------ Excerpted passage

There was a massive amount of strain endured by my parents around this point, you could just feel tension running out. I mean my parents celebrated their 25th wedding aniversary and joint Birthday Party, even though the event was supposed to be fun, I felt an on running sense of frustration in-between my parents.

There was a lot of stress going on and emotional problems for my parents, I found it really hard to speak to people at the time, you I was a really shy reclusive person, who had little or no social skills at the time.

I was lucky I was at Access To Music at the time par taking in a 3 year course studying in Contemporary popular music in Bristol. so I was lucky that I was not in the cauldron, litteraly it did feel like a cauldron, I would go back to my parents on the weekends because I would get home sick.

The place felt like a valley of death, all emotions were stale. I missed his funeral due to going on a pre arranged skiing holiday with my Mum and my Sister. I think dad couldnt help but feel a kind of frustration.

On the day of his funeral, I had a bad anxiety attack in the worst possible place to ever have one, on top of a mountain about 35,000 feet above sea level, this caused me to go nearly careering off the mountain. I guess that would have been quite some way to go out. My confidence was shot to pieces.

So for me I never got to say good bye to someone really close to, which heaped the sense of self blame on myself and poured pressure on my parents relationship. Things soured pretty quickly, it is amazing to see how quickly the tide can turn on people really, because one moment my parents were lauded as heros of the village and the next moment they were public enemy number 1.

This was partly due to my mum evicting Imogen and the kids, this maybe seen by some as an over reaction. But she hated the feeling of there being no let up in the tension, she also evicted them because she feared loosing my dad her husband, because as per all males pretty much have the soft spot for younger women. She felt very threatened.

You know the whole sticks and Stones, may break my bones but words will never hurt me malarkey, well I tell you from my experience words can lethal weapons especially when you are in small village then words travel very fast. mounting pressure from who you thought were your friends turned their backs.

This is kind of how I felt as my parents separated for 6 months, I felt a grey ness mixed up bag of what I should probably be feeling and what I was actually feeling. I felt hurt by people because I could over hear little whispers hear and there and back stabbing words.

It was a really hard time, because I could over hear my parents rowing in the kitchen below my bedroom sometimes. This made me scared to go down stairs because I didn't know what whirlwind was going to hit me, so I would often hide myself away writing down lyrical notes on pads of paper which my parents would fins scattered around the place.

I didn't feel like I had a voice, you wouldn't believe it now with the amount of noise I can make. I used to just hide behind the drum kit hitting them hard, I hit them real hard, so hard you could hear across the valley.

It was during this period that I created my rap personality Manic F, as in all the gigs I would talk about this period on a track I called Wanted In The Valley Of Death, where I would talk about the feelings of self doubt. I felt that the villagers to a certain extent blamed me for his death, although they probably didn't.

I guess I tried to use music as an anger management tool, because I was really reeling, or maybe still am.

I saw his brother about a year or two ago, both Chris and his brother were huge music fans, especially when it came too chill out music or psychedelic rock. I was at a Secret Machines gig in the Thekla where he turned up. I couldn't bring myself to speak to him. I actually had quite horrific flashback during that gig of me in Hospital and actually had a mini freak out panic attack sort of thing.

I guess this is kind of a bit hard to understand, but hopefully this will have cleared a few potential things up!

------------

Task requirements: Translate this sentence from the excerpted passage into Spanish: "I guess I tried to use music as an anger management tool, because I was really reeling, or maybe still am."

------ Material supplied

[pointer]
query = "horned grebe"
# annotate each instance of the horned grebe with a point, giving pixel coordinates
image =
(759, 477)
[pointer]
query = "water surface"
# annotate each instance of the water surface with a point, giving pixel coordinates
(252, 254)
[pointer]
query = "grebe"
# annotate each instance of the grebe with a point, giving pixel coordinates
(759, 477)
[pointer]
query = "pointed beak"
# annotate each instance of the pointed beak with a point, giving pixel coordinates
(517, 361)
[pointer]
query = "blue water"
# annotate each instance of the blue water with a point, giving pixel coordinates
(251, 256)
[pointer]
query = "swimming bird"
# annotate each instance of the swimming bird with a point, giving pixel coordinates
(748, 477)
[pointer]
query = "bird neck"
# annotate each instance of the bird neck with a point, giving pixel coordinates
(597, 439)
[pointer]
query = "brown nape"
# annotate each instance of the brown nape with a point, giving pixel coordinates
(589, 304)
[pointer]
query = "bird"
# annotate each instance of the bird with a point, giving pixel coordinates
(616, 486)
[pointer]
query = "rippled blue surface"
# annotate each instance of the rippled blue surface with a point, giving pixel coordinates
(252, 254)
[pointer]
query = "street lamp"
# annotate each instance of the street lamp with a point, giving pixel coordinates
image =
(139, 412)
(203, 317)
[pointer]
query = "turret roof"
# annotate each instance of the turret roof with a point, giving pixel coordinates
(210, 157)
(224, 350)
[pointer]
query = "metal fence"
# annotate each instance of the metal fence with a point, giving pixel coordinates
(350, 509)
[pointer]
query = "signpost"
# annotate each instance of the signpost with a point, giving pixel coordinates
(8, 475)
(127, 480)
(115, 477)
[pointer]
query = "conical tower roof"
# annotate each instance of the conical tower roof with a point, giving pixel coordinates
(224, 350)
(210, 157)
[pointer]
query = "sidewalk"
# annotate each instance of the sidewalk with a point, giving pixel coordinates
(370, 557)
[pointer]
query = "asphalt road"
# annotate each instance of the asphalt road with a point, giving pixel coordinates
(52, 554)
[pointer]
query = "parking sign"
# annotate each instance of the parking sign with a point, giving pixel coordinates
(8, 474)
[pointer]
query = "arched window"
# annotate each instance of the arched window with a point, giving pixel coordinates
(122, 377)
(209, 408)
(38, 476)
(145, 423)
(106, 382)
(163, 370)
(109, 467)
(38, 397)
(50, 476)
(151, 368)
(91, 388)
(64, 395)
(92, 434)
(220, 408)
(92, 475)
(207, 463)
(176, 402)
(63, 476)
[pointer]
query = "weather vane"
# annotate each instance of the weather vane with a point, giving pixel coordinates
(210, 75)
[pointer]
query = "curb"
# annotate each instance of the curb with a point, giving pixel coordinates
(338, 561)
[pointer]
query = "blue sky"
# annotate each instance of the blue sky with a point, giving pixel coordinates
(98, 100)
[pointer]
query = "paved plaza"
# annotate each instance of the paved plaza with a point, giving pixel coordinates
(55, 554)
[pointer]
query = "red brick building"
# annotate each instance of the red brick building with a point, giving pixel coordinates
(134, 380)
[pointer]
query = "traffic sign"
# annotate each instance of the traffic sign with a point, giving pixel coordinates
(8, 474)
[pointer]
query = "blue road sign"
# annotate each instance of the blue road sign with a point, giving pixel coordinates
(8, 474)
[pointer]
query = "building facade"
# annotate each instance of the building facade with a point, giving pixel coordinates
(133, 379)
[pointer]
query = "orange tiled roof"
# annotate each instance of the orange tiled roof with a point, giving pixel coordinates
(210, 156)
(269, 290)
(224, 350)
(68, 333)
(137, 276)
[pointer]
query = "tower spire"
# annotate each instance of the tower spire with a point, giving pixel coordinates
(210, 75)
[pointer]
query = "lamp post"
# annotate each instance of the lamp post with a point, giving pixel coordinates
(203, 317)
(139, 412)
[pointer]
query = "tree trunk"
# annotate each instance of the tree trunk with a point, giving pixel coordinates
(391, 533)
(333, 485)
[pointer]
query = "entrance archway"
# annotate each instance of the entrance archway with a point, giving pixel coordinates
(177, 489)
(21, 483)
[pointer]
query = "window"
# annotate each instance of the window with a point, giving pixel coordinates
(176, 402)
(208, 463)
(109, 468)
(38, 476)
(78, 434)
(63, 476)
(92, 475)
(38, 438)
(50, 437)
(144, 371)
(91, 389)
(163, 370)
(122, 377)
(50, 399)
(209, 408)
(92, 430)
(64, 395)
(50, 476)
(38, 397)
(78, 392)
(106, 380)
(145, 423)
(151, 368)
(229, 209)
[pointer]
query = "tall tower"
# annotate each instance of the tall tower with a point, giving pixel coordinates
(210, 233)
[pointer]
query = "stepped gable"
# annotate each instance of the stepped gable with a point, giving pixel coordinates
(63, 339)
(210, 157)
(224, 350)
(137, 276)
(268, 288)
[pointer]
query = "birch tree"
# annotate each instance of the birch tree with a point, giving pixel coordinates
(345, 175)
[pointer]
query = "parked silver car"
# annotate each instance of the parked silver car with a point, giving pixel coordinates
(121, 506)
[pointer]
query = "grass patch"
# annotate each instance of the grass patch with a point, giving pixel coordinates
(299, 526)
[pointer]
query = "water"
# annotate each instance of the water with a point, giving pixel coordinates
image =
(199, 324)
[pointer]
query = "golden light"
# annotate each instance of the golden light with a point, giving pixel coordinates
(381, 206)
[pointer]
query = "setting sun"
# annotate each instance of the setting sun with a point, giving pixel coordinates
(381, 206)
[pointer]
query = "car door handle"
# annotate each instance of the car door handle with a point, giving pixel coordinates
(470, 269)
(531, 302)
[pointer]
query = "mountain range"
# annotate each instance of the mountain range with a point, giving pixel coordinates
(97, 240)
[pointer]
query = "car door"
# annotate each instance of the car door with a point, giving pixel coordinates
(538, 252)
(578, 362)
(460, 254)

------------

Result: Supongo que intenté usar la música como una herramienta para controlar la ira, porque estaba realmente conmocionado, o quizá todavía lo estoy.